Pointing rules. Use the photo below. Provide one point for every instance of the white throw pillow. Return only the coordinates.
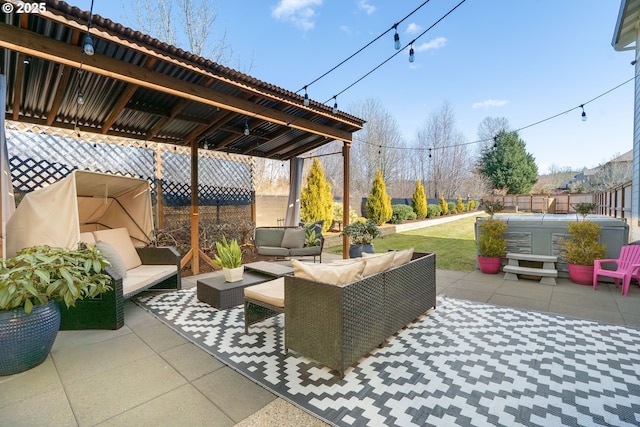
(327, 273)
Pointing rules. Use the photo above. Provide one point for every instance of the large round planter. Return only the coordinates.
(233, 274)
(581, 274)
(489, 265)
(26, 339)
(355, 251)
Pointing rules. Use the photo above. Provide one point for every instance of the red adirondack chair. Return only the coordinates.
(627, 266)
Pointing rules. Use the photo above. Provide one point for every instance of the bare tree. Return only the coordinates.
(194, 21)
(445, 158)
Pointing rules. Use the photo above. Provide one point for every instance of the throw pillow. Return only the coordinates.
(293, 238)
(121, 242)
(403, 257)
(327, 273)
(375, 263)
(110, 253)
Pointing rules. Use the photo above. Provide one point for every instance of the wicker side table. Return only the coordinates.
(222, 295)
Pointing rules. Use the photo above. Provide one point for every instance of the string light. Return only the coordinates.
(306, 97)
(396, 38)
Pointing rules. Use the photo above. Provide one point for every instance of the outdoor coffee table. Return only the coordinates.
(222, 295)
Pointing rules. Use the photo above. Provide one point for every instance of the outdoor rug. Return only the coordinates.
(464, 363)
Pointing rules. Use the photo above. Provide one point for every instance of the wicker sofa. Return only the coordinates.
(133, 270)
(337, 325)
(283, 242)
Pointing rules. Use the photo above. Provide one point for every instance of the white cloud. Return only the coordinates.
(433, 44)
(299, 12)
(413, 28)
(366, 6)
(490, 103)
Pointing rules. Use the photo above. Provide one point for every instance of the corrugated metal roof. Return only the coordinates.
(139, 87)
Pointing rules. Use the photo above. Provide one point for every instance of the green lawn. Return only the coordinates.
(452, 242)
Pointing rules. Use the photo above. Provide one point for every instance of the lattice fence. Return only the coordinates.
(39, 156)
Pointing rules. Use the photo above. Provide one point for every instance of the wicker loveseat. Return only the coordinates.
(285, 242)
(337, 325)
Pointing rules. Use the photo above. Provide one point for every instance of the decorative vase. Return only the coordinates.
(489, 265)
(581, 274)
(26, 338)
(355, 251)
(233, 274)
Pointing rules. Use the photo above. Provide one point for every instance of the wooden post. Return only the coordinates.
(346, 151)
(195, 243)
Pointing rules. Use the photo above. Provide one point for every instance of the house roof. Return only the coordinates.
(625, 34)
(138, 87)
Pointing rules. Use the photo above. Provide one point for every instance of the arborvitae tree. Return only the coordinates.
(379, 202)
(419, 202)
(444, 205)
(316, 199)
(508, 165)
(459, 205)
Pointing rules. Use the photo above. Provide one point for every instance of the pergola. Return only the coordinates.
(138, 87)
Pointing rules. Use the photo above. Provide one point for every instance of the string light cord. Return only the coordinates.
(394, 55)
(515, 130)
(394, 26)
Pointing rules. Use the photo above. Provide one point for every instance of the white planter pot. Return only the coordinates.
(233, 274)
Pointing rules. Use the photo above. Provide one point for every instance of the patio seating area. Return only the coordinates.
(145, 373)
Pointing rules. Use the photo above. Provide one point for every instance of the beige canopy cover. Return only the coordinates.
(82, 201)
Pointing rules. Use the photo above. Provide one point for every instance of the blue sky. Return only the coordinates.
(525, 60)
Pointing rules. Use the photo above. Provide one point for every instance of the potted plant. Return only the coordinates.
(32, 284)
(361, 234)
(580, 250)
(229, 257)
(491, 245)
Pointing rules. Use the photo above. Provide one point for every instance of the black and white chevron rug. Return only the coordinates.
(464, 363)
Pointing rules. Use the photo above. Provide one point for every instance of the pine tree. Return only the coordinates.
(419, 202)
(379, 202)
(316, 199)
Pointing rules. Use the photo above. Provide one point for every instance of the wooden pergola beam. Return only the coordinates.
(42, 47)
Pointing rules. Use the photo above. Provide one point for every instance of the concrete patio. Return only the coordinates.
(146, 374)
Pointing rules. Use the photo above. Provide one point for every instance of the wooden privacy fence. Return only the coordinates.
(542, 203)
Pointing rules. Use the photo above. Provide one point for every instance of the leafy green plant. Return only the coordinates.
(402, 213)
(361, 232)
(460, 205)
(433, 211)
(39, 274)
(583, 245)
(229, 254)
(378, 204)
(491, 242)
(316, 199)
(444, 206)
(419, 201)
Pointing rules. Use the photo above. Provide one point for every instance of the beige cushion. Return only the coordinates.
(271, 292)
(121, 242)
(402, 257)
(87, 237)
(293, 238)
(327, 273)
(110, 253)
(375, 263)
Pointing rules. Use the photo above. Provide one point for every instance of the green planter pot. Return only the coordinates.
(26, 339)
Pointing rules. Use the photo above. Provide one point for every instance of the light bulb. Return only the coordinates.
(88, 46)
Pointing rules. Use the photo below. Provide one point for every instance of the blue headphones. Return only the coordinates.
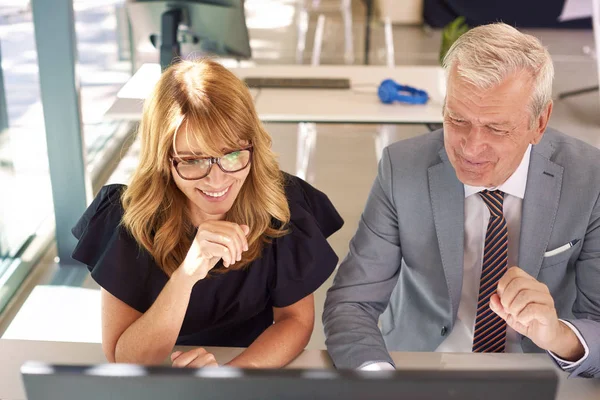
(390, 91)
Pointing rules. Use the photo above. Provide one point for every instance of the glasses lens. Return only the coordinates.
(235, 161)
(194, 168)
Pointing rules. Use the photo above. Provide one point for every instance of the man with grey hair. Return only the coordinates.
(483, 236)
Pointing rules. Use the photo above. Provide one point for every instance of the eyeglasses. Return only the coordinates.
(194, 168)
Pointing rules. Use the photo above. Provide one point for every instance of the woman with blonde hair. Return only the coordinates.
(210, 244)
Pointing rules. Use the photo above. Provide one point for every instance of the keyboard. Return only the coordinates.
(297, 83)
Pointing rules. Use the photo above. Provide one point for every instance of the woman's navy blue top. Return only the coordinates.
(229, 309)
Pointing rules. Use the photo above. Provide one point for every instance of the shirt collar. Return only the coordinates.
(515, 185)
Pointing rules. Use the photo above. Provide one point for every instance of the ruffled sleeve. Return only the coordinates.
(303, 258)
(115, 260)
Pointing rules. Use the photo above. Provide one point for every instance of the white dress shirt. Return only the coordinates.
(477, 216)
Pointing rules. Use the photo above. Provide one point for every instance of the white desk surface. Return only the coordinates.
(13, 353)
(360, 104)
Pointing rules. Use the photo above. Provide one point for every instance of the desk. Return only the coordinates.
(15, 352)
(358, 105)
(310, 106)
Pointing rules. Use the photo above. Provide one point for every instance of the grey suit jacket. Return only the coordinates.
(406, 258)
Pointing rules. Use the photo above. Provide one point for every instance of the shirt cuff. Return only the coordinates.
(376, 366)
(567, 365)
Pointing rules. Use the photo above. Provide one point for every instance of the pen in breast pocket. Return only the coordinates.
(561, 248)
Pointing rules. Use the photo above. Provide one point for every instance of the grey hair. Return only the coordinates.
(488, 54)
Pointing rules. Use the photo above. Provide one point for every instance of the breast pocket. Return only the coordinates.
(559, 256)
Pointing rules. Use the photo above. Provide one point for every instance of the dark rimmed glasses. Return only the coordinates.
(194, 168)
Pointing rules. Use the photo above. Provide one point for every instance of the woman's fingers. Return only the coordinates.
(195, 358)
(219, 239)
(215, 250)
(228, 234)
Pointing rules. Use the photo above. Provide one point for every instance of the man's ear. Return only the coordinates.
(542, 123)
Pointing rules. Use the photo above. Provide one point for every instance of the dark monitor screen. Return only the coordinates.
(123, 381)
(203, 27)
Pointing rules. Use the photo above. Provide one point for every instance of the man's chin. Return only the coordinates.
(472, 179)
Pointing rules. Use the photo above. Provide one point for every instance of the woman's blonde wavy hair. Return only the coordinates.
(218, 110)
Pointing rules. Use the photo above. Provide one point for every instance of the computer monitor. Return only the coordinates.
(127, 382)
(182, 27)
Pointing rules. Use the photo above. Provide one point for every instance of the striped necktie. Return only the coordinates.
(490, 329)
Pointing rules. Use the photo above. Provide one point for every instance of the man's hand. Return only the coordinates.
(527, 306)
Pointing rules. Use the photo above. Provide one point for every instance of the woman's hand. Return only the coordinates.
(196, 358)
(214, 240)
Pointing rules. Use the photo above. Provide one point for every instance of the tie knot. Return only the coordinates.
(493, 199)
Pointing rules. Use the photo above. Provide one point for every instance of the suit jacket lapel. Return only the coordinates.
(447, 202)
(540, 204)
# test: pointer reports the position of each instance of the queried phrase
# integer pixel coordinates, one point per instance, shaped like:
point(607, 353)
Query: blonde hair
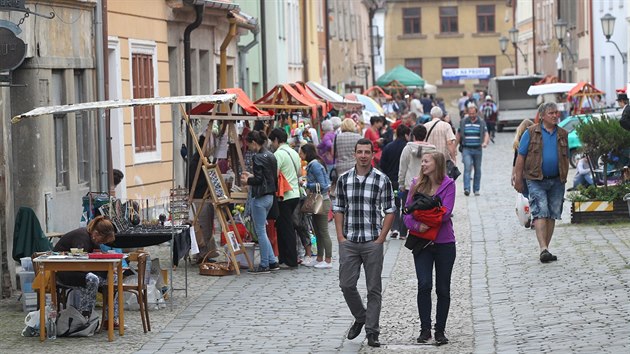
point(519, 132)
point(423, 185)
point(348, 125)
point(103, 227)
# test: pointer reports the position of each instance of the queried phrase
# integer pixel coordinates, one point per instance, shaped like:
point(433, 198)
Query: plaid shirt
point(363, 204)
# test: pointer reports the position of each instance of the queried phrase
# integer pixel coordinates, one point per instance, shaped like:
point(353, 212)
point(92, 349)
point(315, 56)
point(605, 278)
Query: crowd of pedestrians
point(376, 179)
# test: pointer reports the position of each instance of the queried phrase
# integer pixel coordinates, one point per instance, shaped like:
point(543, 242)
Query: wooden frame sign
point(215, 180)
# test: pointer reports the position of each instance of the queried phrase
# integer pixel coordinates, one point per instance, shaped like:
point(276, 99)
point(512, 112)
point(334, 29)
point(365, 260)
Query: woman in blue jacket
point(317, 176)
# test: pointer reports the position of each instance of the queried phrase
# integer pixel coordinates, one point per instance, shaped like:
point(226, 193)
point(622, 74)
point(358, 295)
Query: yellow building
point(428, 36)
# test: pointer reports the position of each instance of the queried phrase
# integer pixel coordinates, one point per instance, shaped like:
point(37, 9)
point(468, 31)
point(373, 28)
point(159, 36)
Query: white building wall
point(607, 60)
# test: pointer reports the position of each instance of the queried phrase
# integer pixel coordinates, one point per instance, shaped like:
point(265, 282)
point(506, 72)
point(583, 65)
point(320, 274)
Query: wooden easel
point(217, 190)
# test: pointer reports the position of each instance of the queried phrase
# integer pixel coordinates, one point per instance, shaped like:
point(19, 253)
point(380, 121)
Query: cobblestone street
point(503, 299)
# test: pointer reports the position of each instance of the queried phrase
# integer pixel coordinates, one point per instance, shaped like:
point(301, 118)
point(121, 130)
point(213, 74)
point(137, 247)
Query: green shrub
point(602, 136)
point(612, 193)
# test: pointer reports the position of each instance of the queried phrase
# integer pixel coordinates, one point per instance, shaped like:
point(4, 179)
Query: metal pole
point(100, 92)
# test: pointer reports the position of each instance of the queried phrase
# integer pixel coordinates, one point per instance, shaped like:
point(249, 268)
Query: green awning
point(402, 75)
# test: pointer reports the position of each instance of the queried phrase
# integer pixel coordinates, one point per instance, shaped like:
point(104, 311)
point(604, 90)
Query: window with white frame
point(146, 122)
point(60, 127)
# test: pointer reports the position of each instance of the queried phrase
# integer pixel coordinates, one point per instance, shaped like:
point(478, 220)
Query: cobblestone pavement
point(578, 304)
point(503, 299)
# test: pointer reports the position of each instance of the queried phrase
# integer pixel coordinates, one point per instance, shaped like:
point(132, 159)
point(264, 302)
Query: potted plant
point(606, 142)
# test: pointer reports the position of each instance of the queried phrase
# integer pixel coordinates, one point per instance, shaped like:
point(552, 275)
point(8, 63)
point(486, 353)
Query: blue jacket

• • • • •

### GIVEN PROBLEM
Rewrite the entries from the line with "fingers. Return only the coordinates." to the line with "point(103, 227)", replacing "photo" with "image" and leaving everything else unchanged. Omit the pictures from your answer.

### ANSWER
Pointing rules. Use the image above. Provide one point for every instance of the woman's fingers. Return only the coordinates.
(195, 358)
(219, 239)
(215, 250)
(228, 234)
Pointing rules. Use the image above. Provide one point for every instance of the man's ear. Return only the coordinates.
(542, 123)
Pointing rules. Use the image above. Provide one point for every instance of the dark monitor screen. Return only the coordinates.
(123, 381)
(203, 27)
Pointing rules. Use the image above. Provide one point for every instance of the man's chin. Return only the coordinates.
(472, 179)
Pointing rules. Use the image above. Provide one point for every instance of the woman's blonde wavy hair. Return only the coordinates.
(218, 110)
Pointing rules. Use the image above. Provide one point for every instance of the computer monitor. Return only the coordinates.
(127, 382)
(182, 27)
Pointing rules. Use the image above. Provide one point for every instance of the striped necktie. Return only the coordinates.
(490, 329)
Pointing rules. Use the image above. Provide one point for every instance of the man's hand. Return only the coordinates.
(527, 306)
Pointing rules. Use the image above. Provide one point for every instance of the woman's hand. Return only the coordinates.
(196, 358)
(214, 240)
Pointing rules. Use the image above. Provide one point for every instance of the tie knot. Return only the coordinates.
(493, 199)
Pointing rules. Use the image above. Provide one point for every instance of the suit jacket lapel. Return only the coordinates.
(447, 202)
(540, 204)
# test: pointer reports the position of each instance of the queried phrase
# integer pixel coordinates, one point per instance, shaped like:
point(607, 353)
Query: blonde hair
point(519, 132)
point(423, 185)
point(348, 125)
point(103, 227)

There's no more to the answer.